*Page extract*
★ ★ ★ ★ ★ ★ ★
French court condemns massive transatlantic wine scam
02.17
by Suzanne Mustacich Suzanne Mustacich – 1 hr 29 mins ago
CARCASSONE, France (AFP) – French wine-makers and dealers were convicted Wednesday of selling millions of bottles of fake Pinot Noir to the US firm E&J Gallo in one of the biggest scams ever to rattle the world of wine.
A court handed out suspended jail terms and hefty fines to 12 people for selling 18 million bottles (135,334 hectolitres) of wine they said was Pinot Noir but which was in fact made from far cheaper grape varieties.
The convicted included executives from wine estates, cooperatives, a broker, wine merchant Ducasse and the conglomerate Sieur d’Arques.
“The scale of the fraud caused severe damage for the wines of the Languedoc for which the United States is an important outlet,” the judge told a packed courtroom in Carcassonne in southwestern France.
He said that the accused made seven million euros in profits from the scam, with Ducasse raking in 3.7 million euros and Sieur d’Arques pulling in 1.3 million euros.
★ ★ ★ ★ ★ ★ ★
*Work instruction 1*
Reproduce the passage of the wine scam article from "French court condemns" to "conglomerate Sieur d’Arques.".
*Work instruction 2*
Continue the news report on the Pinot Noir fraud conviction from its last sentence.

(Referring expression pointing data)
★ ★ ★ ★ ★ ★ ★
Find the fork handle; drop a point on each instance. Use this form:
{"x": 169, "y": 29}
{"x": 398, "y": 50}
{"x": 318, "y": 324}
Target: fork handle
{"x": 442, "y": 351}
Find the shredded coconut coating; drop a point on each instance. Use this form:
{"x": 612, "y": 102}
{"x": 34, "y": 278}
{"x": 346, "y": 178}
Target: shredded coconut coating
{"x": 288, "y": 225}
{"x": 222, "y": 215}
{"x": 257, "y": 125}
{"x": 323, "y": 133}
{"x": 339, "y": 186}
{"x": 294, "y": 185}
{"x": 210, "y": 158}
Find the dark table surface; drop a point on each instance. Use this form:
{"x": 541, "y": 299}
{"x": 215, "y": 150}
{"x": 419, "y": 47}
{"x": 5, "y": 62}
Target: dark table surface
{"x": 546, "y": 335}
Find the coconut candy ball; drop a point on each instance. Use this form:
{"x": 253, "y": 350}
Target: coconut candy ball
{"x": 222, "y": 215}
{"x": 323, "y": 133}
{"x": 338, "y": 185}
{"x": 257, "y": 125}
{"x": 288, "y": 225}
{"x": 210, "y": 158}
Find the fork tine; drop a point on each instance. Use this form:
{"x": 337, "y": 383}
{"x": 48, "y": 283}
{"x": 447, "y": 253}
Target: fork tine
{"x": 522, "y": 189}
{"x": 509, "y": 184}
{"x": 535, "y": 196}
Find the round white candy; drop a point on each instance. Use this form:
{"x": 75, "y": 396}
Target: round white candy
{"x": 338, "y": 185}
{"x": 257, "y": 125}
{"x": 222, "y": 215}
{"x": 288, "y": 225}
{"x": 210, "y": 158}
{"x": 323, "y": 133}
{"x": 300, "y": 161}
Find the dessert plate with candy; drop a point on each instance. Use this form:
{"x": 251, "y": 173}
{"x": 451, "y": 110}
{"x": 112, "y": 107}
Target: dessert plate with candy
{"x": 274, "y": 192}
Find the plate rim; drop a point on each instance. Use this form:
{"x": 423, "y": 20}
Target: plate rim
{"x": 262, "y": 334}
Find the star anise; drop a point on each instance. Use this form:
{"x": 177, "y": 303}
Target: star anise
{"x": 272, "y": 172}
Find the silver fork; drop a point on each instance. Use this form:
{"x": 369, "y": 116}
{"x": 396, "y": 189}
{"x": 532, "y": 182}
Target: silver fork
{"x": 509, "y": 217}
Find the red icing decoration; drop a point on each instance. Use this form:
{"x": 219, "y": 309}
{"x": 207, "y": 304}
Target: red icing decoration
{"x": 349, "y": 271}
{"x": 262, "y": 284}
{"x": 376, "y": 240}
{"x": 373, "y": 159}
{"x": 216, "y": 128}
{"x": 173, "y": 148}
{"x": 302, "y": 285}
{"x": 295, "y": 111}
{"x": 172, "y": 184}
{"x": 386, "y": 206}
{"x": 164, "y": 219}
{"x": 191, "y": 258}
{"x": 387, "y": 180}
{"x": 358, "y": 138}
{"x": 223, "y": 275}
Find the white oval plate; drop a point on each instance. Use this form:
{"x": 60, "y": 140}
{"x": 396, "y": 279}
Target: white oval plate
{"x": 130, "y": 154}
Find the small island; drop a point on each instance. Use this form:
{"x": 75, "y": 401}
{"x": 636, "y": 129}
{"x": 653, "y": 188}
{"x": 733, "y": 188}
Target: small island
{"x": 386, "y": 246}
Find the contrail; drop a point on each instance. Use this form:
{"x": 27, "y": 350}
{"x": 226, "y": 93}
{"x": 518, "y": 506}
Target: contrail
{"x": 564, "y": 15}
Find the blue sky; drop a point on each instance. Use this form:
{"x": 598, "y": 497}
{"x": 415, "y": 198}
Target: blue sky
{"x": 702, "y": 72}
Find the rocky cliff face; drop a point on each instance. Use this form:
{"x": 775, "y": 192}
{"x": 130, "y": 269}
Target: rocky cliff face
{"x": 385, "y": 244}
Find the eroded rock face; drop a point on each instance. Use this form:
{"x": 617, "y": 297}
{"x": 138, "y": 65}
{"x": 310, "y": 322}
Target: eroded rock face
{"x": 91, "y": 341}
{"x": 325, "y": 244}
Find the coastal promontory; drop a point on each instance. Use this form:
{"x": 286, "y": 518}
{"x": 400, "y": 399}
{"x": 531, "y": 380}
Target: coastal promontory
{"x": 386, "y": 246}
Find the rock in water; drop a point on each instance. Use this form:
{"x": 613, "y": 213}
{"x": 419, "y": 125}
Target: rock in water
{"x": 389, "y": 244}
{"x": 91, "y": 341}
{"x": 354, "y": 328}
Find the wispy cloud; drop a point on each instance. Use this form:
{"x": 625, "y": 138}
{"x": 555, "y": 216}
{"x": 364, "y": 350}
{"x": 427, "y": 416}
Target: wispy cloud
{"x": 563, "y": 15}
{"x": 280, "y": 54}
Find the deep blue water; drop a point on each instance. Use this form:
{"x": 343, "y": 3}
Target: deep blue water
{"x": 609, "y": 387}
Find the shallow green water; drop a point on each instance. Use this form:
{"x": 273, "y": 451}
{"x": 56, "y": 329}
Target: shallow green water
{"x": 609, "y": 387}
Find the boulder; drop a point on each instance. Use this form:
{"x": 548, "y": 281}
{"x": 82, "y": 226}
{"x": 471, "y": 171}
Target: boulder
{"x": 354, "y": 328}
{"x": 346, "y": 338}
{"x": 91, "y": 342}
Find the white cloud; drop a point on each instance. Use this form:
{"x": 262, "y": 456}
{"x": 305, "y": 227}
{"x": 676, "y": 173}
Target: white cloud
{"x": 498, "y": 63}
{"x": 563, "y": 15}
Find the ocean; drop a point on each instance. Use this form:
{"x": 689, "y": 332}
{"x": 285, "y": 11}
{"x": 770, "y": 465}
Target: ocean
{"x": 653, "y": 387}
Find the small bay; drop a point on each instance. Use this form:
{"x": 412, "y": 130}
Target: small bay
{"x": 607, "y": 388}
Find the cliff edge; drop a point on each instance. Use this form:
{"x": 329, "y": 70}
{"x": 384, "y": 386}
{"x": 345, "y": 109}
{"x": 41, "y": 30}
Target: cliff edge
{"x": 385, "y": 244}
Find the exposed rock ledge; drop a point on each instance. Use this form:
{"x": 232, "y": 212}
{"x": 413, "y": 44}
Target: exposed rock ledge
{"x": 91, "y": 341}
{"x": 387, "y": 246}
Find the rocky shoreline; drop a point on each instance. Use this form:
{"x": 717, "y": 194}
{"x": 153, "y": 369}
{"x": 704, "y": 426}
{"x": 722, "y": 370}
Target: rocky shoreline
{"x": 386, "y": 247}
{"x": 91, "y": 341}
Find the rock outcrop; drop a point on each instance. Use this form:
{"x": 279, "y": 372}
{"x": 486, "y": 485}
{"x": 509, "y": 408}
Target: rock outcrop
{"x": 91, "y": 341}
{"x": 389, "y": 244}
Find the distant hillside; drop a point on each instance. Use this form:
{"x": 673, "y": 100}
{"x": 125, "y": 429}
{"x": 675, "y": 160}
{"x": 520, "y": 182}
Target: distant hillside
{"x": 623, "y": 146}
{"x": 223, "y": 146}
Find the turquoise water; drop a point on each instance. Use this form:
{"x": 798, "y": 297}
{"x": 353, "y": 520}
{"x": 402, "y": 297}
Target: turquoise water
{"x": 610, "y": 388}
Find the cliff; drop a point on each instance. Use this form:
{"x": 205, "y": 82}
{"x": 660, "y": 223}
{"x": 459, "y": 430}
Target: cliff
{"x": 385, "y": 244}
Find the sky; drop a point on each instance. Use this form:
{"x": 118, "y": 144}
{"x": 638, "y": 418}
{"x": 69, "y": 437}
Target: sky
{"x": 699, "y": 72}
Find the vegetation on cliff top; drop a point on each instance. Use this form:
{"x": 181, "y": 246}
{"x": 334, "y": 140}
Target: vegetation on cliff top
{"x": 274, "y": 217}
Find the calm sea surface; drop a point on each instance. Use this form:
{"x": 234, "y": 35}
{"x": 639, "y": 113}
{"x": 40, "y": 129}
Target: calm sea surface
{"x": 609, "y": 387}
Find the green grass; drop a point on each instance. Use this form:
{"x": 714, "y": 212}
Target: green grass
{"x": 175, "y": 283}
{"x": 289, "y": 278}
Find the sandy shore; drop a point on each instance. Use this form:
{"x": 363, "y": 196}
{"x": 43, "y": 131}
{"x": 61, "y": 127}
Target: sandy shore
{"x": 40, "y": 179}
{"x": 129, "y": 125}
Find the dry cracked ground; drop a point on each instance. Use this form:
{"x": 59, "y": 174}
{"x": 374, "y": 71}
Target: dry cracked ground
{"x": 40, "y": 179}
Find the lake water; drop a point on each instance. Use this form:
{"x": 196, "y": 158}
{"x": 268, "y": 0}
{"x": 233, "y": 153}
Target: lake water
★ ★ ★ ★ ★ ★ ★
*Exercise answer 1*
French court condemns massive transatlantic wine scam
02.17
by Suzanne Mustacich Suzanne Mustacich – 1 hr 29 mins ago
CARCASSONE, France (AFP) – French wine-makers and dealers were convicted Wednesday of selling millions of bottles of fake Pinot Noir to the US firm E&J Gallo in one of the biggest scams ever to rattle the world of wine.
A court handed out suspended jail terms and hefty fines to 12 people for selling 18 million bottles (135,334 hectolitres) of wine they said was Pinot Noir but which was in fact made from far cheaper grape varieties.
The convicted included executives from wine estates, cooperatives, a broker, wine merchant Ducasse and the conglomerate Sieur d’Arques.

*Exercise answer 2*
But the fines he imposed ranged from just 1,500 to 180,000 euros, while the suspended jail sentences went from one to six months.
The wine was sold in the United States under Gallo’s popular “Red Bicyclette” Pinot Noir label, which in 2006 was marketed as having “aromas of dark fruit flavors” and whose palate was said to be like “black cherry and ripe plum.”
It is not yet clear whether Gallo purchased the wine at a lower price than the market rate for Pinot Noir.
If so, they would have substantially increased their margins on a wine that sells for 11.99 dollars a bottle. Gallo was neither a defendant nor a plaintiff in the case in Carcassonne.
The giant wine firm has not yet said whether it plans to launch a lawsuit against the French producers in the wake of Wednesday’s judgement.
Meanwhile, US authorities are investigating potential infractions.
The Alcohol, Tobacco, Tax and Trade Bureau has been in discussions with the French authorities about the wine scam over the past year, a spokesman said, and will now review the court documents to decide whether to take any action.
The scandal broke in March 2008 when France’s fraud squad, the DGCCRF, became suspicious during an audit at the wine merchant Ducasse.
Ducasse had been buying Pinot Noir at 58 euros per hectolitre when the official market price was 97 euros, and generic local grape varieties were selling for 45 euros.
Meanwhile, the volume of wine from the renowned Pinot Noir grape being sold to Gallo far exceeded the possible supply from the region.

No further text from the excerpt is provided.